- **Required work**:
Scan the lines below for the string "temple". Reply with how many match, and no other words.

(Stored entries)
- - - - - - -
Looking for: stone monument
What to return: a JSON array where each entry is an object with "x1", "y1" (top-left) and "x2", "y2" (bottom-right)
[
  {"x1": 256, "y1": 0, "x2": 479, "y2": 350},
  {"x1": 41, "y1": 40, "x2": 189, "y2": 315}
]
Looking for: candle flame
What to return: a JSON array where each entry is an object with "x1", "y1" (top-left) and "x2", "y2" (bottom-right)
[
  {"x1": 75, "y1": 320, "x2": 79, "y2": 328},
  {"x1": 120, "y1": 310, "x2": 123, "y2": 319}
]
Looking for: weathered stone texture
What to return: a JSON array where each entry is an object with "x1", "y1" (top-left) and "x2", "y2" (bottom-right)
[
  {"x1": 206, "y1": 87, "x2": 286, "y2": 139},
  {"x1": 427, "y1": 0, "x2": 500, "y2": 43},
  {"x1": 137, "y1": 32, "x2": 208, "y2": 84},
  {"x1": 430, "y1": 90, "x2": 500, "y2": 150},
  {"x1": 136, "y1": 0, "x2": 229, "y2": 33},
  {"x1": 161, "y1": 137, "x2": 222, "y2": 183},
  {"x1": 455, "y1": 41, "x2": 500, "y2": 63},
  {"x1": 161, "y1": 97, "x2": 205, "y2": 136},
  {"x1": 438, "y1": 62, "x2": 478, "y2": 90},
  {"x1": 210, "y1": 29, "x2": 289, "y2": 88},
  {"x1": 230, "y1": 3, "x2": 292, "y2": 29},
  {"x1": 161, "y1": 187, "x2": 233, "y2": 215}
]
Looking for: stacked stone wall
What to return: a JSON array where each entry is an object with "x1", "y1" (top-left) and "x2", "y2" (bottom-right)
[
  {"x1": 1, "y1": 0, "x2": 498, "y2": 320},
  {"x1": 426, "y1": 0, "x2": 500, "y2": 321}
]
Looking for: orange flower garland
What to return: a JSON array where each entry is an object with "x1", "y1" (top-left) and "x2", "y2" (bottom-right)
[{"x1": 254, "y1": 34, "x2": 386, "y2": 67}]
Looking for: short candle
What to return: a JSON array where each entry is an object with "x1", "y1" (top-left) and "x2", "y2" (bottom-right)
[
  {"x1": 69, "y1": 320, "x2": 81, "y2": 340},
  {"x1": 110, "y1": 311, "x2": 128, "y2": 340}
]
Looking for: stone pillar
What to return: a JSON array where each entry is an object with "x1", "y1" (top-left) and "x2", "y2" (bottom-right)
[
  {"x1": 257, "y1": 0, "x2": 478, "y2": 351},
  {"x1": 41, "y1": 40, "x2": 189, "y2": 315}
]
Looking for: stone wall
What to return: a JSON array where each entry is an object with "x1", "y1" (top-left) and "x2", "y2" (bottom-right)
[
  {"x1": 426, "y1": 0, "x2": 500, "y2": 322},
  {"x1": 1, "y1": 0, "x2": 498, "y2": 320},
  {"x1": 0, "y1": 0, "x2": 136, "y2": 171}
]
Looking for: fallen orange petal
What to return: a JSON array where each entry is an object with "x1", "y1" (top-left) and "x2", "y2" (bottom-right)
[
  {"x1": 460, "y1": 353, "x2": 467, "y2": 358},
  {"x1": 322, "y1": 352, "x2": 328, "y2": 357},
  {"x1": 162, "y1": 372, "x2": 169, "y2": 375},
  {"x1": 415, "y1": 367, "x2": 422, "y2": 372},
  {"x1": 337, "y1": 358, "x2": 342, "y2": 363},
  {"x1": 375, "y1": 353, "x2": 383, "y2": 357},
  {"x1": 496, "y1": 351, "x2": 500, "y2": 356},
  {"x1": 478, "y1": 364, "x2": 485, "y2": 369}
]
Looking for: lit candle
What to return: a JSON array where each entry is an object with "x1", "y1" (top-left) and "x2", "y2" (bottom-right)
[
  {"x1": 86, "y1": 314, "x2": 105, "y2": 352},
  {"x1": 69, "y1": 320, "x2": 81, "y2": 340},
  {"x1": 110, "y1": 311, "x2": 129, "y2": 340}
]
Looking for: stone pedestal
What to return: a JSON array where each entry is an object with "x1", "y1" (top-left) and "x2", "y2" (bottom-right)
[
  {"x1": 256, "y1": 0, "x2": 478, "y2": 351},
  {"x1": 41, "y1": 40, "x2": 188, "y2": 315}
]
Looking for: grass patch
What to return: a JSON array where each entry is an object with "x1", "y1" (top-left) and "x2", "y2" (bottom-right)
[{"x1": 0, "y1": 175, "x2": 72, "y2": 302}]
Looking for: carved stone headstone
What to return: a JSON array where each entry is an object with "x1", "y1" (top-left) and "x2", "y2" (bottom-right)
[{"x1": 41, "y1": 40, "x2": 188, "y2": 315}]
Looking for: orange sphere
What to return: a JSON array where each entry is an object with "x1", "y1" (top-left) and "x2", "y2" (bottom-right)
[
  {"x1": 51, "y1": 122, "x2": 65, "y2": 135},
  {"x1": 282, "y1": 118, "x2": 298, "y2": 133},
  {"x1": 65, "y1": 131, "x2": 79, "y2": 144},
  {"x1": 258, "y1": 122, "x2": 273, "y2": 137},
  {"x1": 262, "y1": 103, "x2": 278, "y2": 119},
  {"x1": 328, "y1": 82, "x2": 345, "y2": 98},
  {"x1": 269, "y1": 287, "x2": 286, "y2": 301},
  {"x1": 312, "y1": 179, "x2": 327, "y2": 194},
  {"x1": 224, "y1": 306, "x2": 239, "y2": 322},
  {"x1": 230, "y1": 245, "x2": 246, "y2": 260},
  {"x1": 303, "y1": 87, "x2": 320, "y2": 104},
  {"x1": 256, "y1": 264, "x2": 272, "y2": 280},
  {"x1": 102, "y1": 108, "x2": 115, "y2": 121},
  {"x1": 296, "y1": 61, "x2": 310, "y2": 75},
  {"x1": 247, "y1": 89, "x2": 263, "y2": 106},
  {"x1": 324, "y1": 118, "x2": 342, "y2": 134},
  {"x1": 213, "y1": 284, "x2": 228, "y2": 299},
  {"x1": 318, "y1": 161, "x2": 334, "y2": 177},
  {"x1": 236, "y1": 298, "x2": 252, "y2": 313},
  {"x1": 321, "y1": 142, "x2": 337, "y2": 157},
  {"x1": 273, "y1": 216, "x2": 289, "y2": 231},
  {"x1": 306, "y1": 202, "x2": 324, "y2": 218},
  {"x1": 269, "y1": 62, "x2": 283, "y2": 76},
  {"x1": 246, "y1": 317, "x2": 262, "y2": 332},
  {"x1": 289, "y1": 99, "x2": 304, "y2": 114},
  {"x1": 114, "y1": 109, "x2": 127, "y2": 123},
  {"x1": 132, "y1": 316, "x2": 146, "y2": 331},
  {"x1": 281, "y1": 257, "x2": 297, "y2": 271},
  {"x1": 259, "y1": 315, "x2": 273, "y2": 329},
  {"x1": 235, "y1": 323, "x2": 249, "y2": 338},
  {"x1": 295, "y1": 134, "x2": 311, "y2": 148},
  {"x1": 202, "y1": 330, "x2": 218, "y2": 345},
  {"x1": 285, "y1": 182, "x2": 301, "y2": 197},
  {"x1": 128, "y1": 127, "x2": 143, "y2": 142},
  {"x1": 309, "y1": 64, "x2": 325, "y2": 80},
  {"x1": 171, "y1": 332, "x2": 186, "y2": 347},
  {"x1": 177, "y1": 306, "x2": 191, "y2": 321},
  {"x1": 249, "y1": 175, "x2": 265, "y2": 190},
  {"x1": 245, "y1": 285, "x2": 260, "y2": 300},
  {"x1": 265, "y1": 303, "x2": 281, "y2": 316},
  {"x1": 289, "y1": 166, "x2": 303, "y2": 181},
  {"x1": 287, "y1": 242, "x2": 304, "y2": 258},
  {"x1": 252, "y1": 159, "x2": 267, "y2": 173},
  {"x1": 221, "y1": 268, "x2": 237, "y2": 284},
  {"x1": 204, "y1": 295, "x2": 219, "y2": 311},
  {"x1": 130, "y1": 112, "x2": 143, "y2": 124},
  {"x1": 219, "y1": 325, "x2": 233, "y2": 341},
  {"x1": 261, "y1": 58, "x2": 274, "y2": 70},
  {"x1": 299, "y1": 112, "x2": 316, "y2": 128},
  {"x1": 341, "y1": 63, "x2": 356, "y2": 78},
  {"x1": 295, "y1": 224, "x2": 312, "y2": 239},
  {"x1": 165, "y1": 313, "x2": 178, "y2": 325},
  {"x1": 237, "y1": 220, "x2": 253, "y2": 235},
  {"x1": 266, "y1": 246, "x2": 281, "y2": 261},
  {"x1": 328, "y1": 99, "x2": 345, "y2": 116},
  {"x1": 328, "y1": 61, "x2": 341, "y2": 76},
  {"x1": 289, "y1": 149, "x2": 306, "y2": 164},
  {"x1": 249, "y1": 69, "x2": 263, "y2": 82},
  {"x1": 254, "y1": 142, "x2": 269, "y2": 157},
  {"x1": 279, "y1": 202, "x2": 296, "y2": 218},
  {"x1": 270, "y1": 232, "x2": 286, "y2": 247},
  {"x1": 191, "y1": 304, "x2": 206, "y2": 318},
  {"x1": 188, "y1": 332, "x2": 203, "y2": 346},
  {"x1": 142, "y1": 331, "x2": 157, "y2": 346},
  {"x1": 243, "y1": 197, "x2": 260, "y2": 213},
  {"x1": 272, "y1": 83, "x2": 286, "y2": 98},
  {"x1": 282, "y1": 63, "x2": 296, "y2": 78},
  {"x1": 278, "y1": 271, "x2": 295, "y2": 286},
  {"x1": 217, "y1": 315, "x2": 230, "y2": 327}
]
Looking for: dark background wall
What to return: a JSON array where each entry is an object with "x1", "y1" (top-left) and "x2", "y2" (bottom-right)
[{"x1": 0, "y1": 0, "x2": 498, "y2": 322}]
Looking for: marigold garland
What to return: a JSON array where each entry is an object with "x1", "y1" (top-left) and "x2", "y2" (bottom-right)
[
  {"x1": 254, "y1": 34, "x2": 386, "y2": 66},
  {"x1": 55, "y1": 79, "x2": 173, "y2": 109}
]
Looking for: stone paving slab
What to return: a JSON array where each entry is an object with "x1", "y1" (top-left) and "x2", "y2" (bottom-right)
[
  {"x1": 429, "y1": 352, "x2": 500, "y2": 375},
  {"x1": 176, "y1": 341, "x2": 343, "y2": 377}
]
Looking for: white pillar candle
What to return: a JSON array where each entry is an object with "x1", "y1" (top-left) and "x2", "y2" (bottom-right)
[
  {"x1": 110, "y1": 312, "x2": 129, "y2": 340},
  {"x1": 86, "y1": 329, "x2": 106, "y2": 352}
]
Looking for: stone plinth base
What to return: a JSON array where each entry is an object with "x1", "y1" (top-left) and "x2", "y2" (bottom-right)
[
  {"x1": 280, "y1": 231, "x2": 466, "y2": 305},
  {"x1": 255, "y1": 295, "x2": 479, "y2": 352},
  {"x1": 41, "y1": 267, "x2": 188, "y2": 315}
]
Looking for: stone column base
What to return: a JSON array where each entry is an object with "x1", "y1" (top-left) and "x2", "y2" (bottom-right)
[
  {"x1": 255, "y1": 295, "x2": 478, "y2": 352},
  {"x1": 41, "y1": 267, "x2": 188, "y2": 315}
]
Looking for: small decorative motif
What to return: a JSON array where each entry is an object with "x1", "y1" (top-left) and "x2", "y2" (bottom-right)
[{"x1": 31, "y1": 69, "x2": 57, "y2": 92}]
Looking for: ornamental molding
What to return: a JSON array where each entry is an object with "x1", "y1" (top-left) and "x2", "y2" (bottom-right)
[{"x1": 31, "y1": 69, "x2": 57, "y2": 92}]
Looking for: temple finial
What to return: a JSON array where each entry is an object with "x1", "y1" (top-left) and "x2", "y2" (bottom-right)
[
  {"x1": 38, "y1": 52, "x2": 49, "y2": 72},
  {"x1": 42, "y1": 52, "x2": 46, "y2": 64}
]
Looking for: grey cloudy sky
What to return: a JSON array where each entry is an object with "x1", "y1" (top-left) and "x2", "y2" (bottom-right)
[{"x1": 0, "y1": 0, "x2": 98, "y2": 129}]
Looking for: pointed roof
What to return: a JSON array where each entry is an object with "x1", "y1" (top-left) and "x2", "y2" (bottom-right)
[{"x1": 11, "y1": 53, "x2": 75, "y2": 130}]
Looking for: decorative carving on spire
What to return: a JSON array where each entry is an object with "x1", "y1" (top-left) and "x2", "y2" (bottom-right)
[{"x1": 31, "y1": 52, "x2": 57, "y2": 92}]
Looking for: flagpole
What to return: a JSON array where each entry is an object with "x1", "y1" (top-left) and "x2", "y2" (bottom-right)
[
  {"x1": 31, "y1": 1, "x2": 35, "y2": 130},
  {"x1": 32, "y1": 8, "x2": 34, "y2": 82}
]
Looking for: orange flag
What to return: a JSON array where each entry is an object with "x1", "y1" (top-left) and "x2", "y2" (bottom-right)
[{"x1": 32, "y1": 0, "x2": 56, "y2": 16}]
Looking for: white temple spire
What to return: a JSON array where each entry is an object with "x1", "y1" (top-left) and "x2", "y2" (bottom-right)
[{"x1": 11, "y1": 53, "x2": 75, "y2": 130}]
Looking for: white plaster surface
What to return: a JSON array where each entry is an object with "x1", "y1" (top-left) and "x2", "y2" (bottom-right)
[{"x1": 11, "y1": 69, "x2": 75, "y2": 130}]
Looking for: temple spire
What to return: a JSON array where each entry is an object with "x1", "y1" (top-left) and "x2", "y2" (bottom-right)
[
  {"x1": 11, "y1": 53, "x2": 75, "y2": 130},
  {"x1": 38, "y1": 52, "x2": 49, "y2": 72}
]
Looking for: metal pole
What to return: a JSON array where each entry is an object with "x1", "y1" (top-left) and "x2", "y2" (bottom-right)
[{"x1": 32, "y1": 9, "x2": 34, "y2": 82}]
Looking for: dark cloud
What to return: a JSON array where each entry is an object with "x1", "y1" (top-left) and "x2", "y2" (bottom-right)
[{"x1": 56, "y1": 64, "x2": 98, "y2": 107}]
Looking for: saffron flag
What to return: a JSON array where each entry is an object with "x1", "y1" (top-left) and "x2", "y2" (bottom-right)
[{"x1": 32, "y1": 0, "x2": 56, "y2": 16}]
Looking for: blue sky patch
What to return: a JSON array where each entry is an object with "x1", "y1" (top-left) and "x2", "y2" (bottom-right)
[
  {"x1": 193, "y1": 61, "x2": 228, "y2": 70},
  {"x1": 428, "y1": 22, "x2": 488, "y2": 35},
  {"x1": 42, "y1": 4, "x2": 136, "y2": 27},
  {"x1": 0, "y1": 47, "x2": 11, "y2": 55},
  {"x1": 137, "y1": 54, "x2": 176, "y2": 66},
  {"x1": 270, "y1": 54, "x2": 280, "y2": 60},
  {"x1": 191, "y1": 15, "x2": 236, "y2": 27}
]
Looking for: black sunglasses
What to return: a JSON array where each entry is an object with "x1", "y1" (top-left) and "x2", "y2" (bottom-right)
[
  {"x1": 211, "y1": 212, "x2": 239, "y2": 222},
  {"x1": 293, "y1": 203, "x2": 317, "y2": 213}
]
- - - - - - -
- **Response area**:
3